[Data rows]
▼

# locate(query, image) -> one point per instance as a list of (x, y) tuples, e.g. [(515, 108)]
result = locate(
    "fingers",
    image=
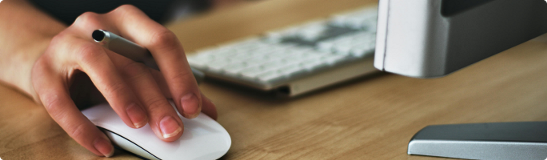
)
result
[(53, 94), (93, 60), (208, 107), (164, 120), (168, 53)]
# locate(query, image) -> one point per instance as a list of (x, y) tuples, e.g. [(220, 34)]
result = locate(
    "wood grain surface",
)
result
[(371, 117)]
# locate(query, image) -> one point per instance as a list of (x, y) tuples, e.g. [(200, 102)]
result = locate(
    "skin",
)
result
[(62, 68)]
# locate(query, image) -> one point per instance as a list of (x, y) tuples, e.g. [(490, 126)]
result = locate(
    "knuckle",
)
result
[(51, 102), (156, 103), (88, 52), (87, 18), (115, 89), (164, 37), (126, 7), (182, 76), (78, 131), (134, 70), (123, 9)]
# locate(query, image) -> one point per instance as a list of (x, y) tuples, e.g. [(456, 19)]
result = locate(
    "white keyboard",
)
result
[(297, 59)]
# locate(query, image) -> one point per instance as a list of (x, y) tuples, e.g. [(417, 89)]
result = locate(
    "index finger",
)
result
[(133, 24)]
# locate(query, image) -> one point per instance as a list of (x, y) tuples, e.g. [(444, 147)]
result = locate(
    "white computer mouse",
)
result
[(203, 137)]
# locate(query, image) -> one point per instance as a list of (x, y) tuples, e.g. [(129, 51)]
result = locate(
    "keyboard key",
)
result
[(280, 56)]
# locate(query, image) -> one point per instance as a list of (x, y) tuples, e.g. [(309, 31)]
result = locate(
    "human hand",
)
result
[(135, 92)]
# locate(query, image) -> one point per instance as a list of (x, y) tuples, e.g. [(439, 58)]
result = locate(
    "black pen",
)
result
[(131, 50)]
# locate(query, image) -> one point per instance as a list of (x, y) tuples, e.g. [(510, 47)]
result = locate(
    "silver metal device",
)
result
[(433, 38), (131, 50), (500, 141)]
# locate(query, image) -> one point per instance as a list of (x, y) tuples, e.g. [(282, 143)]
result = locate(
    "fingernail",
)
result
[(104, 146), (169, 127), (190, 105), (137, 115)]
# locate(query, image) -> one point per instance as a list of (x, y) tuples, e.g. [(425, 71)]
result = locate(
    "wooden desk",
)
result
[(368, 118)]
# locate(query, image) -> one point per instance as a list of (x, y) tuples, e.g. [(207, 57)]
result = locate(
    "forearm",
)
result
[(25, 33)]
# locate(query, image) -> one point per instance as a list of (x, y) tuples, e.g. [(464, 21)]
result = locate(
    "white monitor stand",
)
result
[(432, 38)]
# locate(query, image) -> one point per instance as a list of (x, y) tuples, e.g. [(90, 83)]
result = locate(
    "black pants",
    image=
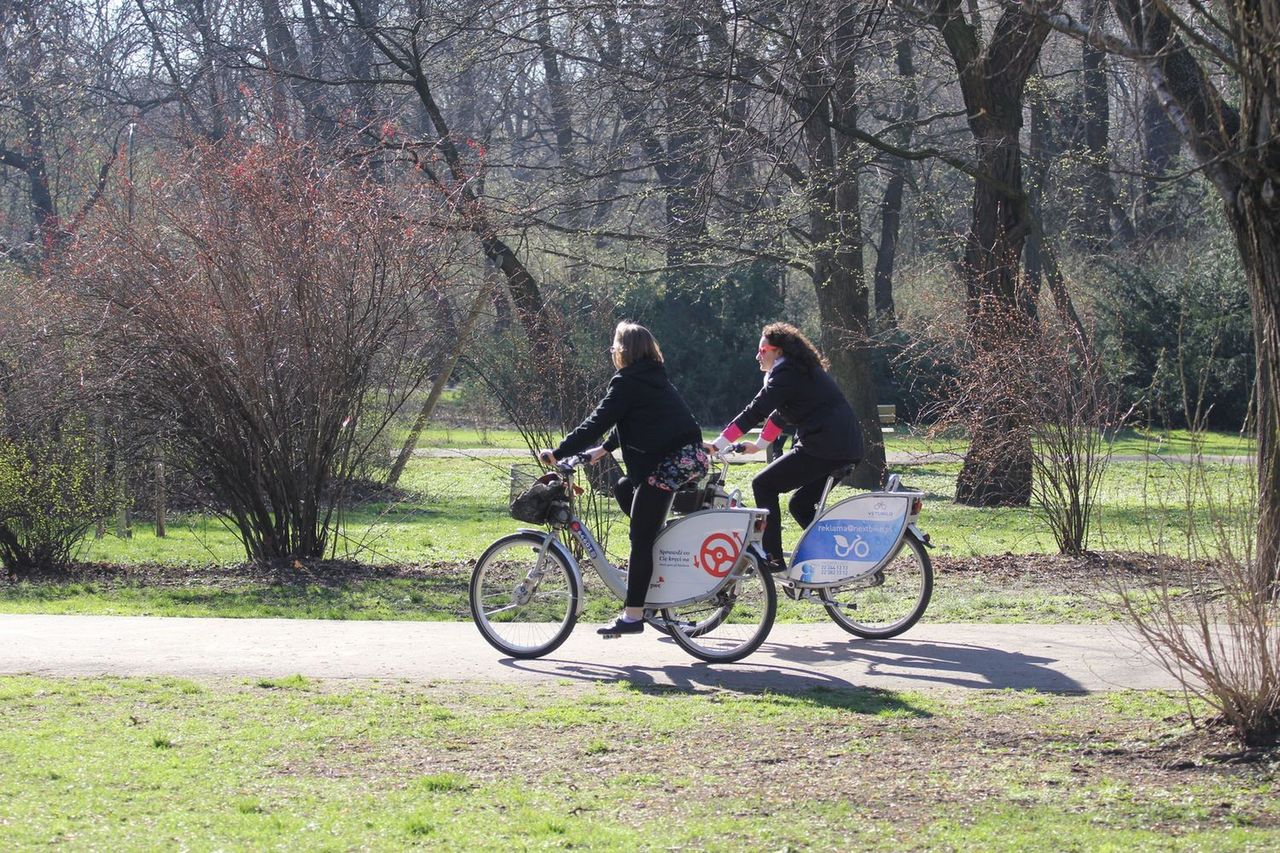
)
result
[(792, 470), (647, 506)]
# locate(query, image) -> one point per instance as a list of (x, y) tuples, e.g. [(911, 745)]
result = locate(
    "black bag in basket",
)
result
[(534, 503)]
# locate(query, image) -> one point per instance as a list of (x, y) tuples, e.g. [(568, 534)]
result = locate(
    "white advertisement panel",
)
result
[(693, 555), (850, 539)]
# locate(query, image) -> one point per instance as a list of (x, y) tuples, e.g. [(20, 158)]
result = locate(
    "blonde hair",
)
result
[(632, 342)]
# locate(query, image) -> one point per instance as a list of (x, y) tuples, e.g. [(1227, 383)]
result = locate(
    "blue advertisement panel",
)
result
[(850, 538)]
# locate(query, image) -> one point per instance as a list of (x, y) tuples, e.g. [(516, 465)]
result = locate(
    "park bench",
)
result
[(888, 416)]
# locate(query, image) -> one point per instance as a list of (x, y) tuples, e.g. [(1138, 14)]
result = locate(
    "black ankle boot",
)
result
[(621, 626)]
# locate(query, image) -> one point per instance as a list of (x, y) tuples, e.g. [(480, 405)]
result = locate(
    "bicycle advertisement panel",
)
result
[(694, 555), (850, 539)]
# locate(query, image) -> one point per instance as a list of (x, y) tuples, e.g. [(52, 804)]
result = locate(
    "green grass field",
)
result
[(453, 507), (159, 763)]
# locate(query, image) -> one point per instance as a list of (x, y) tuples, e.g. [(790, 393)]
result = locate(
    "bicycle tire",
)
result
[(533, 621), (728, 625), (892, 603)]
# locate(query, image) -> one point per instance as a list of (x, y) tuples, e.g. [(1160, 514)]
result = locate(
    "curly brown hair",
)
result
[(794, 345)]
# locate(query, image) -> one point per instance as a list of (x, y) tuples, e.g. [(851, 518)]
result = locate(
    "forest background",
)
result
[(247, 241), (248, 246)]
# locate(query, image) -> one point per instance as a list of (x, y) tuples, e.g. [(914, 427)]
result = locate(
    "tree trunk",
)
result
[(835, 219), (997, 468), (891, 204), (1096, 119), (1256, 223)]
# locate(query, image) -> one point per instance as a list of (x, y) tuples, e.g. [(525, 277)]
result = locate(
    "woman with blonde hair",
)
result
[(662, 450), (798, 391)]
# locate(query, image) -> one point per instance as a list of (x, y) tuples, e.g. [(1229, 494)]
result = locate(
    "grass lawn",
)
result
[(147, 763), (451, 509)]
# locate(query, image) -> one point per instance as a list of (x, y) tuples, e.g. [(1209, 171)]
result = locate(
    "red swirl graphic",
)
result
[(718, 555)]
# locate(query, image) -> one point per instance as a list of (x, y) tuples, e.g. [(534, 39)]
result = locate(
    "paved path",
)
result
[(1068, 658), (894, 457)]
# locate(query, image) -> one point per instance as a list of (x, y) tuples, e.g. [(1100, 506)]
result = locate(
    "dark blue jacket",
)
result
[(812, 401), (649, 416)]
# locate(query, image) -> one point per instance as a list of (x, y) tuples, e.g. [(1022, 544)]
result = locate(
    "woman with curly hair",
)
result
[(798, 391)]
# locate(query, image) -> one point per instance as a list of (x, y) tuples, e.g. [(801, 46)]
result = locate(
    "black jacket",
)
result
[(812, 401), (650, 416)]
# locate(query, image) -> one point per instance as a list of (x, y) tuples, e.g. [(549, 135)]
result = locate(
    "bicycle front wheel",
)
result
[(888, 602), (728, 625), (524, 606)]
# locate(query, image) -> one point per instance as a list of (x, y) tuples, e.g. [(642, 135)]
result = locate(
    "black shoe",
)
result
[(621, 626), (775, 566)]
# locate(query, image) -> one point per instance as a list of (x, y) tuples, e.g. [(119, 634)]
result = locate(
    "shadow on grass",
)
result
[(958, 665), (804, 685), (426, 598)]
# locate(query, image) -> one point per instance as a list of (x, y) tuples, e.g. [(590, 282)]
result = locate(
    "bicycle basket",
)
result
[(531, 497), (688, 498)]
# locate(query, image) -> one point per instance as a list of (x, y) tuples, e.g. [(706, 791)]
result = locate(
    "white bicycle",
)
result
[(707, 593)]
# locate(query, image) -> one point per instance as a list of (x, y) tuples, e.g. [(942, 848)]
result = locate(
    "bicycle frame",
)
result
[(695, 556), (854, 538)]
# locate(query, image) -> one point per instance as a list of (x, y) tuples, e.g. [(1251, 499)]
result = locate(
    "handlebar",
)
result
[(570, 463)]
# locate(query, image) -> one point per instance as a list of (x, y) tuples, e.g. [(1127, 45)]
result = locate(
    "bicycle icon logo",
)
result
[(858, 547), (718, 555)]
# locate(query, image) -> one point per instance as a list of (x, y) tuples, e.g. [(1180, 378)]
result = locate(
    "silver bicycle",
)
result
[(708, 592), (863, 559)]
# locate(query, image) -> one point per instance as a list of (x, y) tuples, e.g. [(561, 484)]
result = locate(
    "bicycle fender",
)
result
[(920, 536), (562, 552)]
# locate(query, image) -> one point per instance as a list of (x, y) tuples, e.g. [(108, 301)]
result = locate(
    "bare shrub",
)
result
[(1214, 621), (49, 482), (1037, 396), (543, 411), (272, 311)]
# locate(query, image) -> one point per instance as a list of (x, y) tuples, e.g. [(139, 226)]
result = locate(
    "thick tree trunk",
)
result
[(1256, 223), (891, 204), (835, 219), (997, 470), (1096, 124)]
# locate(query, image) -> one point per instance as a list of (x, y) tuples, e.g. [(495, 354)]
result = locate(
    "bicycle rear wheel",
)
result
[(890, 601), (524, 607), (728, 625)]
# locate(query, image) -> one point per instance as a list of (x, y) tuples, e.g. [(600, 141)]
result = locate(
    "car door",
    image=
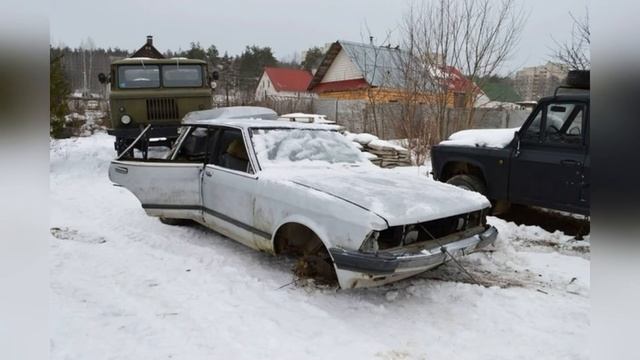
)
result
[(547, 168), (228, 188), (167, 187)]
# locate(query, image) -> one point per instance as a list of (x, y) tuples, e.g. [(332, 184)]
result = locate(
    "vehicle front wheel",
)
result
[(468, 182)]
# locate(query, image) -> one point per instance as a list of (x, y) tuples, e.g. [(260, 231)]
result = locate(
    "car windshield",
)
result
[(304, 147)]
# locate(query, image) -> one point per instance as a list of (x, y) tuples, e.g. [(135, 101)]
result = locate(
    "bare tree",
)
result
[(452, 47), (371, 60), (575, 53)]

▲

Could you edit the stretch of the material from the line containing "e.g. [(108, 301)]" through the line containing "[(1214, 621), (49, 482), (1037, 396), (543, 411), (272, 311)]" so that "bare shrub" reads "leafless shrub", with everything else unchanged, and return only those lines?

# locate(query, image) -> one point per instance as a list of (x, y) tuples, e.g. [(108, 301)]
result = locate(
    "leafless shrub",
)
result
[(1214, 621), (49, 482), (1037, 396), (543, 411), (272, 311)]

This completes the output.